### PASSAGE SHOWN ###

Friday, May 28, 2010

Brain beach

Someone or some ones came to me in the night. They gently tapped about the circumference of my skull until they could remove the top bit like a cap. Then, they reached in and took my brain. They got in their car, and drove to the beach, with my brain in a cooler rested upon a few water bottles and an egg salad sandwich.  They got to the beach, they drank their water, they ate their egg salad, and they rolled my brain out onto the beach. They built a sand castle around it, then played Godzilla and knocked the castle down. They did it again, and again. When the hunk of fat was thoroughly engrained with the tiny rocks, they put it back in their cooler and headed back. They came to me again, and replaced my brain, now gritty and scratchy. They welded the cap back on.

 

Of course, I remember none of this. All I have to go off of is the feeling in my skull, and this huge disfiguring scar.

Thursday, May 27, 2010

BEAST

I found myself in a corner. Turning to look see what had me pinned, I could smell the odor that gets on your hands when you hold a handful of change in a sweaty palm. I knew exactly what the beast was.

It’s flesh made of green paper that wasn’t really paper, but more sort of a thin denim with men’s’ faces and numbers of all sorts printed on it. It’s eyes, which glowed like mosquitoes that someone had set aflame, were each a golden coin that I immediately recognized as the new line of presidential dollars. The foot that had me pinned as well as its other three feet were made of burlap, with big cartoonish dollar signs printed on them. I could only assume that the burlap be filled with gold bricks.

### EXTRACTED INFORMATION ###

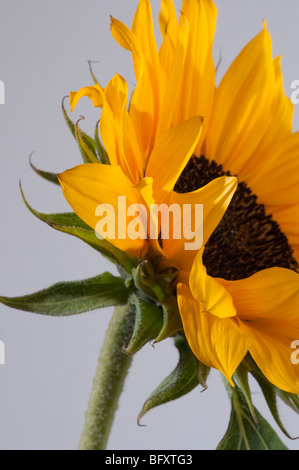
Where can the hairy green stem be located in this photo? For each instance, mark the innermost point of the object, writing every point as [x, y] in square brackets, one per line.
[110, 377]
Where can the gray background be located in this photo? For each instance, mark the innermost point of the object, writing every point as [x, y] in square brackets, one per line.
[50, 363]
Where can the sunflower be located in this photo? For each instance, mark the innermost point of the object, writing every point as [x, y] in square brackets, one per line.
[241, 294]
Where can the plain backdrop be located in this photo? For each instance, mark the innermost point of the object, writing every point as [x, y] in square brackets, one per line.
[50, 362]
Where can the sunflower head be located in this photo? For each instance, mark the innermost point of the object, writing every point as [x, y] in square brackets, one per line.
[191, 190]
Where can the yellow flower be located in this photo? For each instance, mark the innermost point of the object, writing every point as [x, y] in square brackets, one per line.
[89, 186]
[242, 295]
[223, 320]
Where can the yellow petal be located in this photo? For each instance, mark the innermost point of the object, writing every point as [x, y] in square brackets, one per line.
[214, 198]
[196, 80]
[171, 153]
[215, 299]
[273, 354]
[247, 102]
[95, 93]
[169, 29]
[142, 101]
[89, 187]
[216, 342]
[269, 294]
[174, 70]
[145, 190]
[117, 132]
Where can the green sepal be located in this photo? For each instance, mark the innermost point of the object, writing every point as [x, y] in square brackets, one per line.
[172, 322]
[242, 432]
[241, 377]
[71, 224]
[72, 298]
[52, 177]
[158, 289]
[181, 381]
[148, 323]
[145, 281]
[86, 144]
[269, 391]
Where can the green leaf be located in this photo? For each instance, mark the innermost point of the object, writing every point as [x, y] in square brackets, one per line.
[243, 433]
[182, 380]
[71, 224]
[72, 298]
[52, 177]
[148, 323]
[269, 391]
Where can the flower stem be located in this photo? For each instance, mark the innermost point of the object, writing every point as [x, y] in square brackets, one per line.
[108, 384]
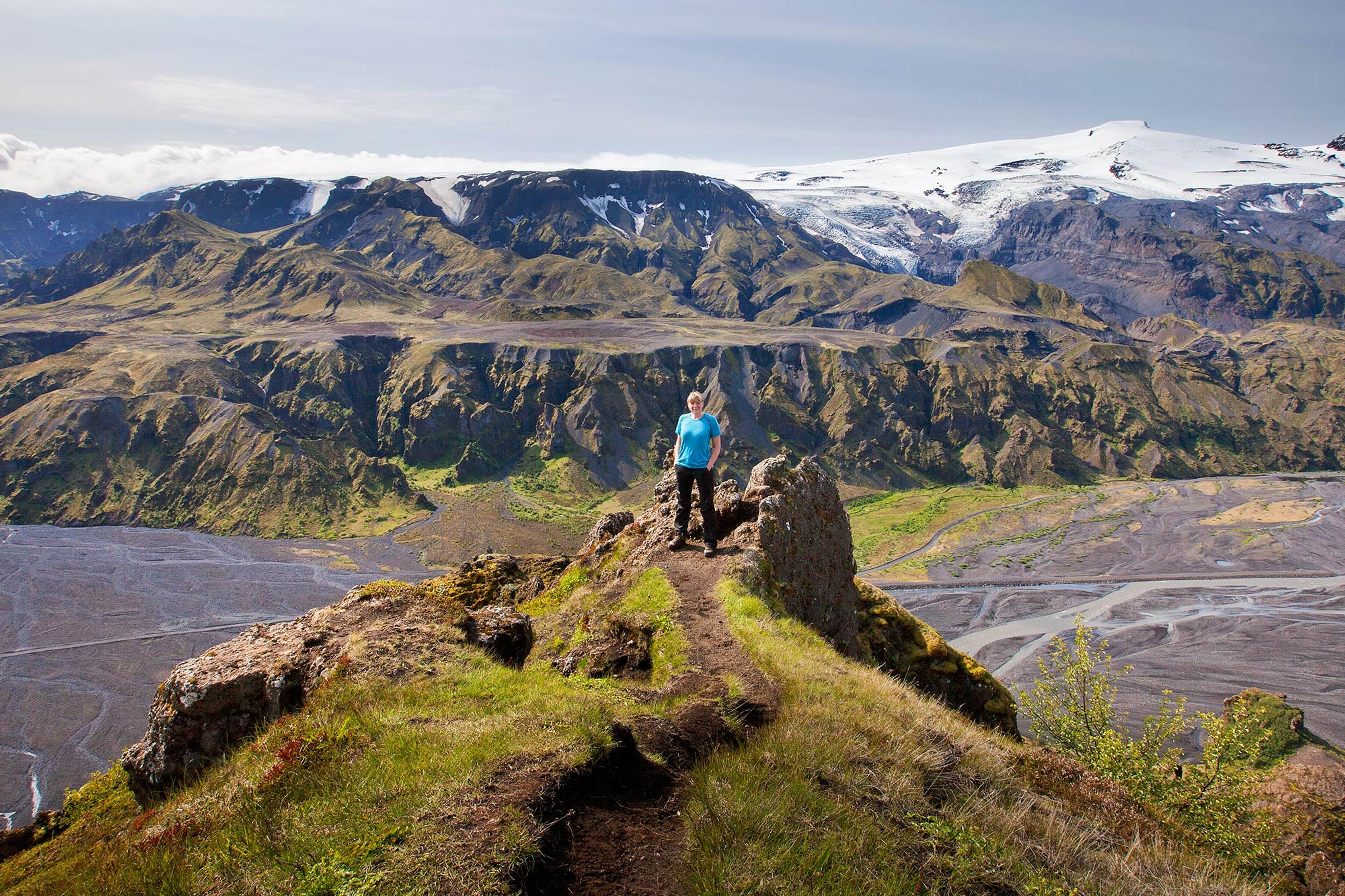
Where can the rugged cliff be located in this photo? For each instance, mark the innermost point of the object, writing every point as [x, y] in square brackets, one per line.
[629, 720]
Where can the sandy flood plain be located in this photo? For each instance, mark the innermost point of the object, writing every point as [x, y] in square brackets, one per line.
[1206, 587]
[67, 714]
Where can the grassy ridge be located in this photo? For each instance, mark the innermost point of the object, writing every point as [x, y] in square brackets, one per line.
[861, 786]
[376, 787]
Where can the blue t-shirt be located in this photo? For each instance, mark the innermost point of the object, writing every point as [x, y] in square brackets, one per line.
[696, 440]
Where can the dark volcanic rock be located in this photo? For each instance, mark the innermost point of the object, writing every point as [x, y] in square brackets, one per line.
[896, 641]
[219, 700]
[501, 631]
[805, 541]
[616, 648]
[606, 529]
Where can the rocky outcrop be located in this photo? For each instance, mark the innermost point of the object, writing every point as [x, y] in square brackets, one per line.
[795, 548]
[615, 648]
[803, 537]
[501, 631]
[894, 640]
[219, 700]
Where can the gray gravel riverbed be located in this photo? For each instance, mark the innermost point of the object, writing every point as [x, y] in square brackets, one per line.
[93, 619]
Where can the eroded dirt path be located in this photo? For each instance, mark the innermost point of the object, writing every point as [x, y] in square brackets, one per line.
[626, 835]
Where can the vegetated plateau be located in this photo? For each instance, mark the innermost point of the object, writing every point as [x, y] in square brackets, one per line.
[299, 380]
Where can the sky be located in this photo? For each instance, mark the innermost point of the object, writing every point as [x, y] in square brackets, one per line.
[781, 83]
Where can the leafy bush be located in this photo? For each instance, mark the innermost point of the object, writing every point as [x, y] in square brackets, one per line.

###

STATED EXERCISE 1 »
In the blog passage, what were the beast's eyes made of?
STATED EXERCISE 2 »
Extend the blog passage, picking up after its last sentence about the beast made of money.
The items can be set aside; none of this work depends on them.

TASK RESULT 1 »
Each eye was a golden coin from the new line of presidential dollars.

TASK RESULT 2 »
When it snarled, which it did on a non-stop basis, I could see it’s bank-teller-pen-with-the-ball-chain-still-attached teeth and its cashier’s-check tongue. With every snarl pennies came forth from the mouth, some casually dripping from the sides and down it’s chin while others came at me like rockets.

I knew it didn’t want to kill me. These types of beasts rarely do. More often than most, they just like to play with your life for a while, like it’s their little toy mouse.

I’m starting to learn that playing dead isn’t the solution. Fight your way out, I tell me. And so I listen.

Wednesday, May 26, 2010

Poor Buttercup

I picture a wall nigh ten feet in front of the speeding horse I ride. As that ten feet turns to zero, blood rushes through to my hands and I see the veins pulsate over my knuckles. There is no flash of my life. The horses face flattens against the wall in slow motion, with every cracked bone, broken tooth, and other detail enhanced like it was remastered.
 Poor Buttercup.
 As the horse has now stopped moving and I haven’t, I feel myself leaving the saddle, my face accelerating towards the wall at speed. Fruitlessly, I start to throw my pulsating hands up to protect my precious nose, but it’s too late. Fruitfully, I close my eyes. Again, in slow motion, I feel the pressure on my nose and cheek, knowing soon that I’ll hear cracks and pops and the pain that follows will be devastating. Something interesting happens. The pressure is suddenly relieved, in the same fashion that the pressure on a pencil might be relieved just as it punctures a piece of paper.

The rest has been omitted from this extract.